Problem to work on ::
Rewrite everything in the listing below, from the line containing "Target: white framed window" down to the end of the listing, as a numbered list without blank lines. Include both ends and nothing outside that span.

Records
════════════════

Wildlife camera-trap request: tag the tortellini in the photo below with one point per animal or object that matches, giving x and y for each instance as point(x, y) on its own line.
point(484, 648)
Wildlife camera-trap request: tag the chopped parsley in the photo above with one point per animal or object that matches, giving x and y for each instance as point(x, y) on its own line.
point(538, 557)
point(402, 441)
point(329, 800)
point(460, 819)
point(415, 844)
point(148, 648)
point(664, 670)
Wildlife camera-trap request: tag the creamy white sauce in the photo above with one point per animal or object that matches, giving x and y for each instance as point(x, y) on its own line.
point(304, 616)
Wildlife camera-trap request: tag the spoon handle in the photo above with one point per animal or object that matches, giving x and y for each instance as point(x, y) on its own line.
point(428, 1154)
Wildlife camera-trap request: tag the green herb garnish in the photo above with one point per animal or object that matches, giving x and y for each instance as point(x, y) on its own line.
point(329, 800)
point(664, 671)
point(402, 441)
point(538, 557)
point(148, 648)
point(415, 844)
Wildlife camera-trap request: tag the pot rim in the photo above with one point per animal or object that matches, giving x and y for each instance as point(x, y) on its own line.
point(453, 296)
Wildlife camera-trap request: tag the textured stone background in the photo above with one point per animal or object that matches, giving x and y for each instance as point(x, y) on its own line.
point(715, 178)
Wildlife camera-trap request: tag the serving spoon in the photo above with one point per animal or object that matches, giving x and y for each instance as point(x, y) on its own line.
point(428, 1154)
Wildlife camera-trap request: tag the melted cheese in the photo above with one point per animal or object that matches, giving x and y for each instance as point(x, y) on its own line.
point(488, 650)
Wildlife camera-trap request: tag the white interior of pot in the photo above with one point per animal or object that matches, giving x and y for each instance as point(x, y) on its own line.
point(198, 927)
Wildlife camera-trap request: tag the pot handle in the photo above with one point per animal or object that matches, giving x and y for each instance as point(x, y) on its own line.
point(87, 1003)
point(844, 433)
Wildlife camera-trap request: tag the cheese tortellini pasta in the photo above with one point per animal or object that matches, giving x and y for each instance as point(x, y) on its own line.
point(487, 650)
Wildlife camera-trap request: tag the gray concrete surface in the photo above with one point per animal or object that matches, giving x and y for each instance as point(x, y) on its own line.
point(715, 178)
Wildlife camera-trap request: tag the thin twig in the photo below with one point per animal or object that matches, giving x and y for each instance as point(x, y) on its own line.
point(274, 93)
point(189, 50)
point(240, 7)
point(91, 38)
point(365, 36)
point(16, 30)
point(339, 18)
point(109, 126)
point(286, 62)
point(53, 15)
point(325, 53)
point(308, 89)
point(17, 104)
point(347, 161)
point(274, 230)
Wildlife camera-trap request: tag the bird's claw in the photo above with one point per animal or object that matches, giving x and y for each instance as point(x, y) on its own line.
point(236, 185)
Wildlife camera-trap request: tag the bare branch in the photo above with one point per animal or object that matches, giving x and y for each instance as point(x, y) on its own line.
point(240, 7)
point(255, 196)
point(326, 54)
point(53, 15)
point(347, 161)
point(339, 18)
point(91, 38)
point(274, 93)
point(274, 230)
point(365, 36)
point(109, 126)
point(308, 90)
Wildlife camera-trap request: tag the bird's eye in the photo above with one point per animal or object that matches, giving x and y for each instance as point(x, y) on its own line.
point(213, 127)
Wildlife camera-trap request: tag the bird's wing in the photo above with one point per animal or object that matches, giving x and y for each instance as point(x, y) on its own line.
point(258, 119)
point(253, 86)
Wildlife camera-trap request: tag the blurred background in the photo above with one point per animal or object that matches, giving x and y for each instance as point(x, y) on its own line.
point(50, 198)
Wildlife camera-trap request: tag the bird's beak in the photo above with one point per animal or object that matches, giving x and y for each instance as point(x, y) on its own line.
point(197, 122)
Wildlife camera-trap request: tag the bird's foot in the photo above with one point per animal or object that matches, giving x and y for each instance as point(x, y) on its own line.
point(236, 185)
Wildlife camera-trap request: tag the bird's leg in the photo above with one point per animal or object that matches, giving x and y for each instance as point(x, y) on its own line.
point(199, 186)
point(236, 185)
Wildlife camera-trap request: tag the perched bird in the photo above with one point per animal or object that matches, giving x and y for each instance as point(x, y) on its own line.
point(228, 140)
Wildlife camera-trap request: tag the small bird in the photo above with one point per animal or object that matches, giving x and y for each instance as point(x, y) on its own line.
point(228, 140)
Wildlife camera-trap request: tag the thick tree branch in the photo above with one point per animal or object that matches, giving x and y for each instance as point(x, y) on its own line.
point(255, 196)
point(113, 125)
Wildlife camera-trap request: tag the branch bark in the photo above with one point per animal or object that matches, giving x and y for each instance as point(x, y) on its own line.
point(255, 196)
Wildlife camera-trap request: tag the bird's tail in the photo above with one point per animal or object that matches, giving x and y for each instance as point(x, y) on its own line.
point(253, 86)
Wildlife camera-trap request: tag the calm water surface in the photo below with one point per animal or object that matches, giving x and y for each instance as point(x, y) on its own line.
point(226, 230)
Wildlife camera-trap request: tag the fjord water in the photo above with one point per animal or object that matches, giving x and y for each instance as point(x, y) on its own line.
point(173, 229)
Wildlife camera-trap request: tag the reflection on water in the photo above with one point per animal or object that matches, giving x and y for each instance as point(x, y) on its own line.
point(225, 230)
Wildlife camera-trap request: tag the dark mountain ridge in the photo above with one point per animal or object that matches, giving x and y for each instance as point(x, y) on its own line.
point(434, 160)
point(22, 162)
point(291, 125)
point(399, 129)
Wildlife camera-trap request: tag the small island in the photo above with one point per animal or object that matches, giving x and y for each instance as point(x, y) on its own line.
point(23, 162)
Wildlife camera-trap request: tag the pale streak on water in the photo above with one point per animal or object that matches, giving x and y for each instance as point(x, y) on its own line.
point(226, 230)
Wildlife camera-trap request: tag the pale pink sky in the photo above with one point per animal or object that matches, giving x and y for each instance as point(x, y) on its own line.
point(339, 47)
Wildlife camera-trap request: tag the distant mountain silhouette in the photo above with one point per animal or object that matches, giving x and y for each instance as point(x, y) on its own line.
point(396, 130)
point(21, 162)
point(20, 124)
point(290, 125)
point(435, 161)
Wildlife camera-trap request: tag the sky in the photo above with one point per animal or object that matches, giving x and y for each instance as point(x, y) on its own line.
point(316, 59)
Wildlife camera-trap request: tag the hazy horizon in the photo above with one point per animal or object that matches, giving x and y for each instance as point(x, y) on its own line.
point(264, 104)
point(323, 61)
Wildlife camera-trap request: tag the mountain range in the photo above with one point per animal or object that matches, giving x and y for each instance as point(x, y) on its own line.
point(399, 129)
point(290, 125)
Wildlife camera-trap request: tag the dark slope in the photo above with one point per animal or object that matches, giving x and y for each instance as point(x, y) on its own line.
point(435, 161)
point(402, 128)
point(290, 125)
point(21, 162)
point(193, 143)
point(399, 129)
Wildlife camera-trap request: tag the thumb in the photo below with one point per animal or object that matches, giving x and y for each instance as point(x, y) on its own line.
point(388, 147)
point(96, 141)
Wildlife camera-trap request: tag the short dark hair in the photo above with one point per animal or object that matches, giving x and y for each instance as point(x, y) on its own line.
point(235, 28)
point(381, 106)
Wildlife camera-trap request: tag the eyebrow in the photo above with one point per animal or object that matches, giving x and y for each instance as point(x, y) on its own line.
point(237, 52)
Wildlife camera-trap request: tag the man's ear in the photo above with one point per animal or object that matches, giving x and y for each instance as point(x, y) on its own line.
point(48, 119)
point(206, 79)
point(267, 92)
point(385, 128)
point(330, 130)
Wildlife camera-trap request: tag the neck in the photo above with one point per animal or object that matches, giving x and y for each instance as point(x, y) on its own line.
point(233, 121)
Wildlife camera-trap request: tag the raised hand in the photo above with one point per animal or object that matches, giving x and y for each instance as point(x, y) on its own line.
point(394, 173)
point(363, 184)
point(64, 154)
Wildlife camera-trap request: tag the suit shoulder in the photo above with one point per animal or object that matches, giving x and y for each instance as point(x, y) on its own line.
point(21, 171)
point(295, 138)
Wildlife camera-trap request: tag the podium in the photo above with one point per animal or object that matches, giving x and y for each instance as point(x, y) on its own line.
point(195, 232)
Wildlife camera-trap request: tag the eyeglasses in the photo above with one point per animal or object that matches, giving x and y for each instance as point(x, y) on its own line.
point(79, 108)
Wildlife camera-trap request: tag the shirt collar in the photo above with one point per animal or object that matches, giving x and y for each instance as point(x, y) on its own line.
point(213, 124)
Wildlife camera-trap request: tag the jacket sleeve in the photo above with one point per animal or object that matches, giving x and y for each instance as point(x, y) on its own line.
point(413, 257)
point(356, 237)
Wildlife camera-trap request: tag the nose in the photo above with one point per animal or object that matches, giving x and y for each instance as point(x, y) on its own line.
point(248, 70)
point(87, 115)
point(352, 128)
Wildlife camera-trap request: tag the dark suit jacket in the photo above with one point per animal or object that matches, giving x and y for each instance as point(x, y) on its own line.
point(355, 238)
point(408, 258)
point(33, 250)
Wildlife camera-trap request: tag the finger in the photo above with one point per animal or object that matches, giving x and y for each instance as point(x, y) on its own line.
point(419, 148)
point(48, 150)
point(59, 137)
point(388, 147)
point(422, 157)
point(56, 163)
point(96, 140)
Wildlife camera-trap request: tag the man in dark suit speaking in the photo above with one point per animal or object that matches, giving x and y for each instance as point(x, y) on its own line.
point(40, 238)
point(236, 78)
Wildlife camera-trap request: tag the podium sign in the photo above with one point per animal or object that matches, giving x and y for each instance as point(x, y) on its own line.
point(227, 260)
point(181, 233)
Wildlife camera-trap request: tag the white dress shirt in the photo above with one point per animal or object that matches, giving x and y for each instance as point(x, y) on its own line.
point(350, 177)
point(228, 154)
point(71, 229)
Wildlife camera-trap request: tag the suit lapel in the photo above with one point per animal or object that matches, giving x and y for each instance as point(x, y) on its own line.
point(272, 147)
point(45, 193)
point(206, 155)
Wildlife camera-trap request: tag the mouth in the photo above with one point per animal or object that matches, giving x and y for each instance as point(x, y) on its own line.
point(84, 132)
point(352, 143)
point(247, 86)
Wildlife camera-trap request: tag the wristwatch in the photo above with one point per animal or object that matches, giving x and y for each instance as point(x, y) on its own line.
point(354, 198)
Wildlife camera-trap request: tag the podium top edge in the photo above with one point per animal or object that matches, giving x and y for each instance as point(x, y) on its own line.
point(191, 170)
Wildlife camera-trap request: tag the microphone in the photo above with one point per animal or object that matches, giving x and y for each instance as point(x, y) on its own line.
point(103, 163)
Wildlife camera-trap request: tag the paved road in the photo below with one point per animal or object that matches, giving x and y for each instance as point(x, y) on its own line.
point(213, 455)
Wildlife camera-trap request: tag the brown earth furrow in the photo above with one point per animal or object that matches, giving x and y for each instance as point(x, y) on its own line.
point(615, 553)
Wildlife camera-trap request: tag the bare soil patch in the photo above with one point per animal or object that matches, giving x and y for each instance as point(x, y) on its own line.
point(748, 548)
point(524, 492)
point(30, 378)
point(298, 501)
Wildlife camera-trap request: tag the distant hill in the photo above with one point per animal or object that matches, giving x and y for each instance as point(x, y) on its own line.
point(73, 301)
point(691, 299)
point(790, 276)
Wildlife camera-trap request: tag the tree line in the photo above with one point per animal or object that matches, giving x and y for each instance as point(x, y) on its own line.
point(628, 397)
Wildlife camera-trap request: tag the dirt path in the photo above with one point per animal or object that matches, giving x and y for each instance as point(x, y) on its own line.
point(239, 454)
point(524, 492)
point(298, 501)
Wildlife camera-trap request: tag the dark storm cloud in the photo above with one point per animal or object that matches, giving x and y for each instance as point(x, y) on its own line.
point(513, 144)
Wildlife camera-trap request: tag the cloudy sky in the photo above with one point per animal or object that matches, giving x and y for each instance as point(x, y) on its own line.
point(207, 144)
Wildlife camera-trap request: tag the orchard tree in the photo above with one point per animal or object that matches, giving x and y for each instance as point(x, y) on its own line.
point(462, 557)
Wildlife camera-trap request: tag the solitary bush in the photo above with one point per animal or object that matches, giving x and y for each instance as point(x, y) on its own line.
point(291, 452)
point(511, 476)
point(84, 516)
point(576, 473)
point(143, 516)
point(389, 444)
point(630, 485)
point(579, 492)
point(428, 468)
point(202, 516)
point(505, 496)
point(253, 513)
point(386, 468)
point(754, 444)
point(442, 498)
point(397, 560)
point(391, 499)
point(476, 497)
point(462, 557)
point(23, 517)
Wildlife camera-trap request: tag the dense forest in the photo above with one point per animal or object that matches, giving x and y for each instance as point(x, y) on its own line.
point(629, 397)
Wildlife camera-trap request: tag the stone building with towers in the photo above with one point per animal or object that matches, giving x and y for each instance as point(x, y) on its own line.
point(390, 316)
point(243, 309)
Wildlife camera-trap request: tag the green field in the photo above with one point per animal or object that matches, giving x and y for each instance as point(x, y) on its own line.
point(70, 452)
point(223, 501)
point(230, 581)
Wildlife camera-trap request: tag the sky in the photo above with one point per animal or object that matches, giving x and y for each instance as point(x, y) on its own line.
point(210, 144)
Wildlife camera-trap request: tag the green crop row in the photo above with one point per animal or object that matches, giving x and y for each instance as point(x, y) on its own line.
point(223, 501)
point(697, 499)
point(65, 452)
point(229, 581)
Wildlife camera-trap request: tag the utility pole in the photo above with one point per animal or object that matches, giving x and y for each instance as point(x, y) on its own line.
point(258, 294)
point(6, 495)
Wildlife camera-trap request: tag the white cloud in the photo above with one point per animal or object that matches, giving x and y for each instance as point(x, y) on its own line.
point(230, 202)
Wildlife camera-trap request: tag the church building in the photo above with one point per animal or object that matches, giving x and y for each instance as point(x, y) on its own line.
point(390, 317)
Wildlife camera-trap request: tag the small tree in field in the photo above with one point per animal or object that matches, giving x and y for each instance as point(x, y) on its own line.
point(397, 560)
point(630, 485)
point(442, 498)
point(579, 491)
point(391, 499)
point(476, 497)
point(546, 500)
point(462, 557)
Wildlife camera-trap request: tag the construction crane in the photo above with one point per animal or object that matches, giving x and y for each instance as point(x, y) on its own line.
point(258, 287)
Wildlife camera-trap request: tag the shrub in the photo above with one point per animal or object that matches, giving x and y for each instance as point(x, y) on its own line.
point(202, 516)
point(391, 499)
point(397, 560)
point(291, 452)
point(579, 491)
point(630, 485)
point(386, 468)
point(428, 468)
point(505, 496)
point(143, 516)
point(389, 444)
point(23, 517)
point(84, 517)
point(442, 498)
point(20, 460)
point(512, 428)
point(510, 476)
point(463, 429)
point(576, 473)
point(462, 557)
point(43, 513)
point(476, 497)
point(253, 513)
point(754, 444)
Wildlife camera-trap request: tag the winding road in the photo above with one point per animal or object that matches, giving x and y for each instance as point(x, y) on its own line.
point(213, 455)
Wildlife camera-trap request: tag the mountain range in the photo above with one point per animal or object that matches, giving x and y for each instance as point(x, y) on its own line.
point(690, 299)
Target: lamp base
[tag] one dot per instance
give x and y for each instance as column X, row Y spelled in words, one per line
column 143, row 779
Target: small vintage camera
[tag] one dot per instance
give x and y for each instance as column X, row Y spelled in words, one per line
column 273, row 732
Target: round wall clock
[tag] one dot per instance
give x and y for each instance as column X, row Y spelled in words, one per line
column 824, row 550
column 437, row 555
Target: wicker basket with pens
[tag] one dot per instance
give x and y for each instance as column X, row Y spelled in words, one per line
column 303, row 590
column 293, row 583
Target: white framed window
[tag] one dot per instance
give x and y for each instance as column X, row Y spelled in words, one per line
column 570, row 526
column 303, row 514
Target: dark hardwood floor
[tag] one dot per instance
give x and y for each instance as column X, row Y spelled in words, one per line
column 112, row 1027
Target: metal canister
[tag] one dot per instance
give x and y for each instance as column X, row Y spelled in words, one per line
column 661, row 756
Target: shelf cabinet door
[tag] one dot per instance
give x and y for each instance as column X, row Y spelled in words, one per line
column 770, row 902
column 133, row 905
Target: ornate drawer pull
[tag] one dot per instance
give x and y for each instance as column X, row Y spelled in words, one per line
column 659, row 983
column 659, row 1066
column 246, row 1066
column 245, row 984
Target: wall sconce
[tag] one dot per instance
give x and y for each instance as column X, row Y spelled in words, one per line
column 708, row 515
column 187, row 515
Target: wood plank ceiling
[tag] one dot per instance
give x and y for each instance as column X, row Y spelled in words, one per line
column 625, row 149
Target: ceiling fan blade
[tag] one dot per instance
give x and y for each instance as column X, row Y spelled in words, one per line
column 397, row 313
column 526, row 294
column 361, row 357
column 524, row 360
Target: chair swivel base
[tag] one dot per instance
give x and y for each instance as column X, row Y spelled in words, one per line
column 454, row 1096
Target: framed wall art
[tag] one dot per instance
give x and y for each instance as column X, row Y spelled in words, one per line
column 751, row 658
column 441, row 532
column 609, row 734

════════════════

Response to this task ::
1. Target: white framed window
2. [tag] one dot per instance
3. give x and y for each instance as column X, row Y spelled in words, one per line
4. column 570, row 526
5. column 303, row 514
6. Target: dark hardwood floor
7. [tag] one dot per instance
8. give x and y for each instance as column X, row Y spelled in words, one per line
9. column 112, row 1027
10. Target: metal canister
11. [tag] one dot per instance
12. give x and y for each instance as column X, row Y spelled in words, one per line
13. column 661, row 756
14. Target: shelf cabinet door
15. [tag] one dot per instance
16. give x and y for each instance as column X, row Y spelled in words, one per line
17. column 770, row 902
18. column 133, row 905
19. Target: ornate drawer pull
20. [tag] one dot per instance
21. give x and y for each instance as column X, row Y spelled in words, one per line
22. column 659, row 983
23. column 659, row 1066
24. column 246, row 1066
25. column 245, row 984
26. Target: wall sconce
27. [tag] one dot per instance
28. give x and y for each instance as column X, row Y spelled in words, one per line
29. column 708, row 515
30. column 187, row 515
31. Target: wood plank ceiling
32. [tag] one dot per instance
33. give x and y for each instance as column X, row Y spelled in words, one per line
34. column 625, row 149
35. Target: ceiling fan blade
36. [tag] one dot per instance
37. give x and y for each instance as column X, row Y spelled in words, one per line
38. column 397, row 313
39. column 526, row 294
40. column 361, row 357
41. column 524, row 360
42. Target: chair swivel base
43. [tag] one dot per instance
44. give x and y for each instance as column X, row Y spelled in words, one per line
45. column 454, row 1096
46. Target: framed wall art
47. [tag] one dot per instance
48. give x and y for each instance as column X, row Y spelled in words, one per line
49. column 751, row 658
50. column 441, row 532
51. column 609, row 734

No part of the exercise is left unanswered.